Copy the rows from their start through the line containing "left=0, top=100, right=272, bottom=293", with the requests included. Scale every pixel coordinate in the answers by 1.65 and round to whole numbers, with halves rounded up.

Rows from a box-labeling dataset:
------------------------

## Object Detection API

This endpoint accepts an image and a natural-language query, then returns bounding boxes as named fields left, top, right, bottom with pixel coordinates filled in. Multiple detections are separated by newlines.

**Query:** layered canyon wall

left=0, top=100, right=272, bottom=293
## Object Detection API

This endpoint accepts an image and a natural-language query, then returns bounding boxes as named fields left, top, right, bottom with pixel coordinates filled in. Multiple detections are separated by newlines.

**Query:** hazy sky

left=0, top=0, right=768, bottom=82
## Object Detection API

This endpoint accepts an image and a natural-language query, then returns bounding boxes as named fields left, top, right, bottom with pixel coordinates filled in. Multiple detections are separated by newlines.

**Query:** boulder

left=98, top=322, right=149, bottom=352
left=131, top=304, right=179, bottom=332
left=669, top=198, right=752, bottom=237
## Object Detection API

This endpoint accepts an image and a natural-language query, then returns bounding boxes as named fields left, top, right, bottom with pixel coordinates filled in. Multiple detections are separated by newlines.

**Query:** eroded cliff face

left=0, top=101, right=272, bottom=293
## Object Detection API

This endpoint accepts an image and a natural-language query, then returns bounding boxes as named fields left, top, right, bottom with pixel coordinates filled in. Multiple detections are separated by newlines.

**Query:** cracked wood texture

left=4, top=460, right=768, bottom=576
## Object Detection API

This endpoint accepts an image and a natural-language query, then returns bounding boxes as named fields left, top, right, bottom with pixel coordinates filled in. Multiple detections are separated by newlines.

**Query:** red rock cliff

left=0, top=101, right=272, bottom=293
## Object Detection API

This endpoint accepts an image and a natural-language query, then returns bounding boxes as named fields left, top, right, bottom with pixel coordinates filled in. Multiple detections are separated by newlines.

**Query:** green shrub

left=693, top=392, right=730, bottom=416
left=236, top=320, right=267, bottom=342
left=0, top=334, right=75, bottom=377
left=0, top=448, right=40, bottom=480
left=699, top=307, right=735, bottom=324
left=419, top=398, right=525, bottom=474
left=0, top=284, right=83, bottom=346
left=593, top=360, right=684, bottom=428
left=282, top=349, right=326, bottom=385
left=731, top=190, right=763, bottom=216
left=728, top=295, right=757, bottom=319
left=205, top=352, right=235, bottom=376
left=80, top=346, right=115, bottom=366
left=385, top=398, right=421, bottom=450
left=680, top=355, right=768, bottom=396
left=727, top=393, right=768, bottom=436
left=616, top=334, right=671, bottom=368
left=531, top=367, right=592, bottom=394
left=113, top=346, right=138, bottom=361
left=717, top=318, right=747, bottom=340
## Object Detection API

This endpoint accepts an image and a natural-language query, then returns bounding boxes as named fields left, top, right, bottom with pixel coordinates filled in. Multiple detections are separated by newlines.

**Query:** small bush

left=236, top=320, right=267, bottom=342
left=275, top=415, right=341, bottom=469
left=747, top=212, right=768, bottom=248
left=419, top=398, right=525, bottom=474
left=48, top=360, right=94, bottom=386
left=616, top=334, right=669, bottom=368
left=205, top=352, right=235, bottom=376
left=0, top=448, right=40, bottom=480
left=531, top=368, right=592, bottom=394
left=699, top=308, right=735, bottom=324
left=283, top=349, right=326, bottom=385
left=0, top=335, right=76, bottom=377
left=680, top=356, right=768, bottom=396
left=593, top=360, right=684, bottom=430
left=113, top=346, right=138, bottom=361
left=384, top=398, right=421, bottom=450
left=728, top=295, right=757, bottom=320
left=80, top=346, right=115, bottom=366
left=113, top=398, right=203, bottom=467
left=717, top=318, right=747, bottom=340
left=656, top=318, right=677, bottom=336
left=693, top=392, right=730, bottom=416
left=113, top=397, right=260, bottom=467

------------------------

▶ **In response**:
## Object Detection API

This endpoint accepts an image and a natural-language query, then returns bounding boxes as named fields left, top, right, bottom with pixel coordinates filled in. Multiple detections are separated by newlines.

**Query:** layered canyon wall

left=0, top=165, right=449, bottom=483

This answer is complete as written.